■ **Aufgabenbeschreibung**
Kannst du den folgenden Textauszug vollständig und wortgetreu wiedergeben?

■ **Textauszug**

● ● ● ● ● ● ●

So haben denn Entdemokratisierung, Abbau von Ebenbürtigkeit und Partizipation ein Maß an Zerfall und Aggression bewirkt, dass es nicht mehr „lohnt“ oder erfolgversprechend scheint, nach besseren Strukturen mit anderen Handlungen und Entscheidungen zu suchen. Man setzt einfach bei den Opfern oder potenziellen Opfern an. Eine andere Politik für die Welt, für Bildung und Soziales ist dem Anschein nach nicht denkbar und Aufgabe. Das befreit „uns“ davon, in den Re-Aktionen (wie Terrorismus, Vandalismus, Resignation, Depression) nach unserer Mitverantwortung zu suchen. Stattdessen sollen wir uns mit einem hermetischen Schutz ummanteln, der uns gegen Leid immunisiert.

● ● ● ● ● ● ●

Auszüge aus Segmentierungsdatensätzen
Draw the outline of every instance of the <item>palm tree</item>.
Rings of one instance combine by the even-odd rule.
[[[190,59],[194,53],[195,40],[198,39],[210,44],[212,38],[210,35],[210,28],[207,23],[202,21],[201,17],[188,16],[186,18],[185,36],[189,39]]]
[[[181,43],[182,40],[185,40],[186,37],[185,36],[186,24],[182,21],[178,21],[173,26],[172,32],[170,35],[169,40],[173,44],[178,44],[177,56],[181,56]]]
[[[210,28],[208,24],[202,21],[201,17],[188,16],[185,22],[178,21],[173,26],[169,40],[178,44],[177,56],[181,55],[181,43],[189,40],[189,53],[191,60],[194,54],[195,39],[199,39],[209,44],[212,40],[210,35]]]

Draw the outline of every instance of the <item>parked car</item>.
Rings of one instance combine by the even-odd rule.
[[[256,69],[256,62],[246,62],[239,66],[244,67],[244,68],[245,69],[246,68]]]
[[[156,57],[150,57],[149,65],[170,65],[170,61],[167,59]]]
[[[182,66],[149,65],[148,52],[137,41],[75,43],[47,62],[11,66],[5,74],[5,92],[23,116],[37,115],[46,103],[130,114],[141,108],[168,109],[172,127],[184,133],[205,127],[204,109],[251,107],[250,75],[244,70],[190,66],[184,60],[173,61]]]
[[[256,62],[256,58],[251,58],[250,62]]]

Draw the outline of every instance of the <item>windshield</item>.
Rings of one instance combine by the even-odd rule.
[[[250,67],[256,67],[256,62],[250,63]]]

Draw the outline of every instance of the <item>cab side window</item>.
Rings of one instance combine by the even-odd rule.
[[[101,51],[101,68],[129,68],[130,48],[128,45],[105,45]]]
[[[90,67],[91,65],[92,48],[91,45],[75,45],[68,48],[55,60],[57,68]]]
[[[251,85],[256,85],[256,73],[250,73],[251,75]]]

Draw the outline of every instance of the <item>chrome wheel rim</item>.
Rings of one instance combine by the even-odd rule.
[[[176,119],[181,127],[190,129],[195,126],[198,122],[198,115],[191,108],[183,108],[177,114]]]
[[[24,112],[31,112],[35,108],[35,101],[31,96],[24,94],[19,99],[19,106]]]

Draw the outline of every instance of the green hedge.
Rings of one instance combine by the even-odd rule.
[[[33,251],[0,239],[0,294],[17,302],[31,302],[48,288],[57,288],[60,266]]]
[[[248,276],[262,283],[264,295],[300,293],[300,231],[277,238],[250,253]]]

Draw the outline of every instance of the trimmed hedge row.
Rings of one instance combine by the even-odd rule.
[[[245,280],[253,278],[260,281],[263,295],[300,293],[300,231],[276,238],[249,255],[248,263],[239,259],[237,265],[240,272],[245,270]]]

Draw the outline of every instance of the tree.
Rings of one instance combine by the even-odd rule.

● ● ● ● ● ● ●

■ **Vollständige Antwort**
So haben denn Entdemokratisierung, Abbau von Ebenbürtigkeit und Partizipation ein Maß an Zerfall und Aggression bewirkt, dass es nicht mehr „lohnt“ oder erfolgversprechend scheint, nach besseren Strukturen mit anderen Handlungen und Entscheidungen zu suchen. Man setzt einfach bei den Opfern oder potenziellen Opfern an. Eine andere Politik für die Welt, für Bildung und Soziales ist dem Anschein nach nicht denkbar und Aufgabe. Das befreit „uns“ davon, in den Re-Aktionen (wie Terrorismus, Vandalismus, Resignation, Depression) nach unserer Mitverantwortung zu suchen. Stattdessen sollen wir uns mit einem hermetischen Schutz ummanteln, der uns gegen Leid immunisiert.